___ Exercise inputs ___

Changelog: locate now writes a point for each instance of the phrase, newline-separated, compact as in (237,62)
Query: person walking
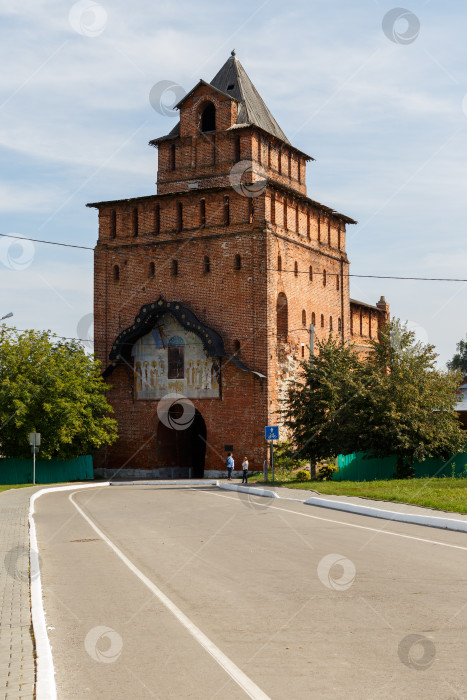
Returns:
(245,470)
(230,465)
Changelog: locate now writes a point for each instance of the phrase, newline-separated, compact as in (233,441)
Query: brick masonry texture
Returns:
(256,269)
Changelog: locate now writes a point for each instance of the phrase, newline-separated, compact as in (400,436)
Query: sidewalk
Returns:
(17,664)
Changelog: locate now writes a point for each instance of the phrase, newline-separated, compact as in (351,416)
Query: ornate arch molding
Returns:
(146,320)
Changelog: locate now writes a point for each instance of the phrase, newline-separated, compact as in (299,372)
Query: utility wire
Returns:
(271,269)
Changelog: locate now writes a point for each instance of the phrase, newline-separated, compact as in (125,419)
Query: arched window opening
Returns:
(282,316)
(113,223)
(179,216)
(208,118)
(238,149)
(157,219)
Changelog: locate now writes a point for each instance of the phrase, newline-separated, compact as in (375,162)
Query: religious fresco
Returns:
(171,359)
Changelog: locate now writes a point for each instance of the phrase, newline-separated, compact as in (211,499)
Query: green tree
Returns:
(459,360)
(394,402)
(52,387)
(321,396)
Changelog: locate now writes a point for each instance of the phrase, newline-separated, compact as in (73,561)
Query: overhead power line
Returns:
(292,271)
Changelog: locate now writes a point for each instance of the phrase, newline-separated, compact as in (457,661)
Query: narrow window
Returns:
(202,213)
(179,216)
(157,219)
(113,223)
(282,318)
(238,149)
(208,118)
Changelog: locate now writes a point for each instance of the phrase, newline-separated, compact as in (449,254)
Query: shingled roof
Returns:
(233,81)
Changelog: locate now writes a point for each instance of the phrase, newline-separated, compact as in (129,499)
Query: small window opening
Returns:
(208,118)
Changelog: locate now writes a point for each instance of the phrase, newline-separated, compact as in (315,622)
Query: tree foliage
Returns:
(52,387)
(394,402)
(459,360)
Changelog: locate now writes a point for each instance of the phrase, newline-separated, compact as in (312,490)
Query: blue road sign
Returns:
(272,432)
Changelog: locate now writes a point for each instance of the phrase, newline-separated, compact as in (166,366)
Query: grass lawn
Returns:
(441,494)
(5,487)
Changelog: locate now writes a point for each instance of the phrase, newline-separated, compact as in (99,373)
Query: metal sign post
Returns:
(271,433)
(34,441)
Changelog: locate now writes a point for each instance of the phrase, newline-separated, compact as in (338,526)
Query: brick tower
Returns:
(205,291)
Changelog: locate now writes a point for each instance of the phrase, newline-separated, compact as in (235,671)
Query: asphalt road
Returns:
(161,592)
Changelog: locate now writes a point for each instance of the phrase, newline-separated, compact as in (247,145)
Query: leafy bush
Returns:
(302,475)
(325,469)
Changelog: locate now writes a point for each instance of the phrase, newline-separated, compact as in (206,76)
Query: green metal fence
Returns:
(48,471)
(360,467)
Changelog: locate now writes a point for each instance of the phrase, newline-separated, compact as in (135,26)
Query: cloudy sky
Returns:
(377,97)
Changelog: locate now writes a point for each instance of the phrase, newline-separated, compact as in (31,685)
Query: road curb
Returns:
(427,520)
(45,682)
(247,489)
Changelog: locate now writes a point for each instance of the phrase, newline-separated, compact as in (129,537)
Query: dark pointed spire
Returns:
(233,80)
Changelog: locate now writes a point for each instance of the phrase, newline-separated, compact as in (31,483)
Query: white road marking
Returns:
(237,675)
(338,522)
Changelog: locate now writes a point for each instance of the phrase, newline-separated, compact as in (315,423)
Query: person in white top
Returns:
(245,470)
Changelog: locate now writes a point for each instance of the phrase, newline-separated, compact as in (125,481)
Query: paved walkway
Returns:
(17,665)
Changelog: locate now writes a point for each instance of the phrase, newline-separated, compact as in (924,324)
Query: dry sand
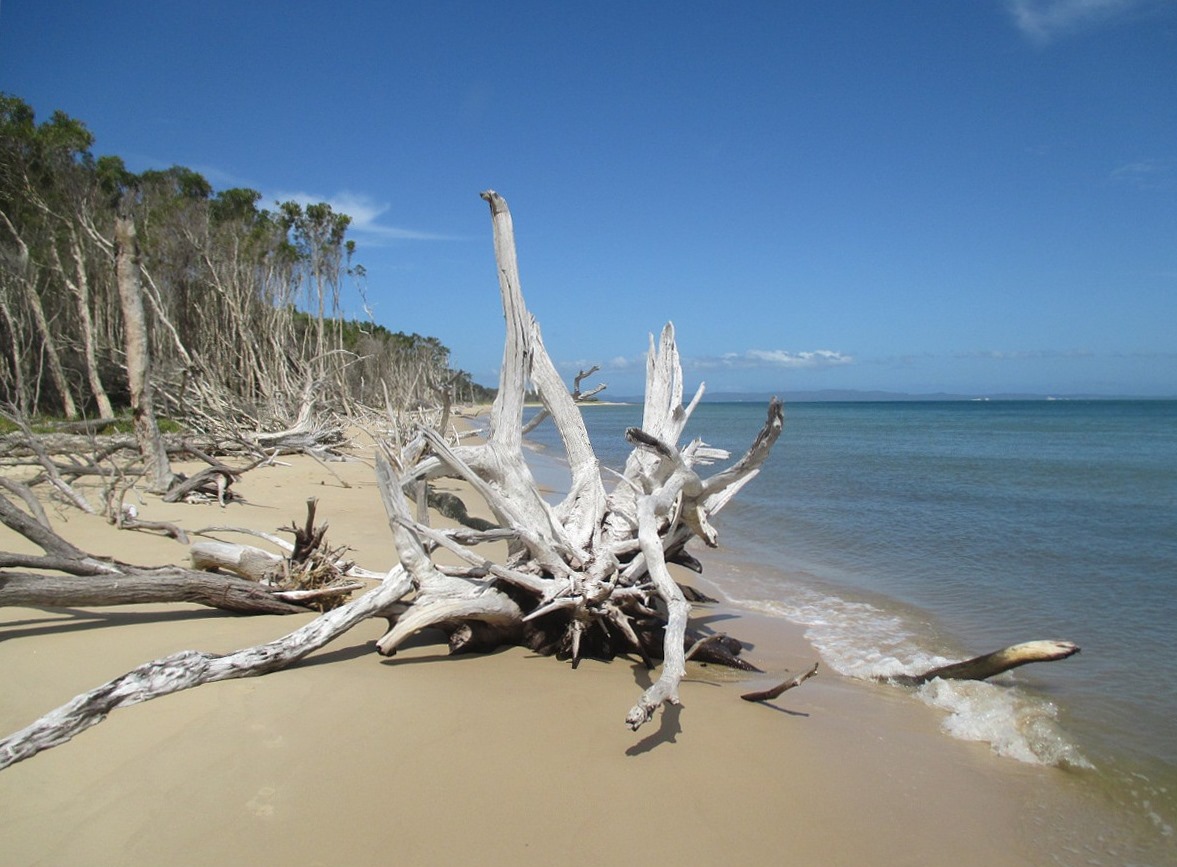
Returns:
(503,759)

___

Work item:
Please copy the entries in full. Leave each image out.

Solution for this problem:
Changelog: locate now writes a point for each instance of the phrase, newline-separated, compact as in (237,62)
Query: person walking
Returns:
(245,470)
(230,465)
Changelog: locate now writes a point for each instance of the phrase, newline-separated, compact as in (233,441)
Query: brick masonry texture
Returns:
(256,269)
Changelog: locate now writes a point for each instance of the phrase, newline-separated, compact as in (400,436)
Query: sidewalk
Returns:
(17,664)
Changelog: locate now writes a point for each instance of the phrase, newline-separated, compact as in (351,416)
Query: ornate arch molding
Returns:
(146,320)
Changelog: locate now writes a point for each instance of the phrase, newline-separated, compact as in (299,372)
Query: utility wire
Returns:
(271,269)
Changelog: locate now writes a point for each instance of the phrase, newline-separated, compact as in (125,419)
Query: arched window opening
Returns:
(282,316)
(113,223)
(179,216)
(208,118)
(238,149)
(157,219)
Changelog: locate now writes a point for each instance of the phrase, newline-separated, compact as in (375,162)
Query: religious fresco
Returns:
(171,359)
Changelog: locate now writes a point for each instance of the phrase, newline-separated, compact as in (211,499)
Query: green tree
Returns:
(459,360)
(394,402)
(52,387)
(321,396)
Changelog: locate now writes a point for each instance of the phrase, newline-separated, compact as in (73,561)
Query: overhead power line
Returns:
(292,271)
Changelog: locate now writes a point for each instance of the phrase, newline-separated, compact as in (457,661)
Query: narrow window
Returns:
(202,213)
(179,216)
(157,219)
(113,223)
(282,318)
(238,149)
(208,118)
Changelog: locate now writes a point for each instance of the phrase, newline-separated, compact as in (449,254)
Query: shingled roof
Returns:
(233,81)
Changelog: locate now writes a point for each instance of the phrase, newline-separated, compact as in (129,499)
Query: small window opening
Returns:
(208,118)
Changelog: locate now writes a point for each instance of the phrase, newline-separated, compact as in (315,622)
Query: tree foliage
Returns:
(52,387)
(394,402)
(459,360)
Changelog: locate now writes a point for each instance of the phrase, newline-separated, compact as in (312,490)
Query: blue road sign
Returns:
(272,432)
Changelog: locate now writes a point for each instance of the phrase, newline-separated, compact as in (166,366)
Query: grass lawn
Returns:
(441,494)
(5,487)
Changelog: locate now writes a point for each instance of the phrase, newline-separated, compact as in (99,373)
Query: metal sign post
Returns:
(271,433)
(34,441)
Changelog: locate now writes a point for each instance of the phrase, newline-separated, compact as in (338,526)
Query: brick tower
Returns:
(205,291)
Changelog: locate now writes a point for each instance of the phrase, newline-separated, compact as in (235,671)
Query: asphalt road
Returns:
(161,592)
Changelog: locate now writes a point for each instance of the phrase, newline-separated, compact as in (247,145)
Query: leafy bush
Returns:
(302,475)
(325,469)
Changelog: locate now writes a point for each instance of the phrase, newline-separated, compact as in (206,76)
Query: green metal fence
Returns:
(48,471)
(360,467)
Changelog: locate now writes a point for each instance of the phrase, newline-separated, compact as in (135,26)
Query: cloudy sky
Returns:
(377,97)
Changelog: locate now writes a point for each instance of the phrase, newline-separated, compact as in (31,685)
Query: road curb
Returns:
(427,520)
(45,682)
(247,489)
Changelog: locate now writes a point for each instance of the phrase, newline-separated, compact as in (129,537)
Query: dark pointed spire
Returns:
(233,80)
Changelog: locate now writes a point for each instance of the phrase, newline-separated, compact as in (31,483)
Query: white road marking
Returns:
(237,675)
(338,522)
Changelog: locate now writes a point for each instance of the phrase, newline-separated, compact as in (315,423)
Query: person in white top
Returns:
(245,470)
Changelog: locate now writes a point for each instance of the phrase, newline-separated, compact as in (125,481)
Query: paved walkway
Returns:
(17,665)
Changelog: locate now writes a point for each instance of the phrase, newline-separated, compact as in (924,324)
Query: dry sand
Returns:
(503,759)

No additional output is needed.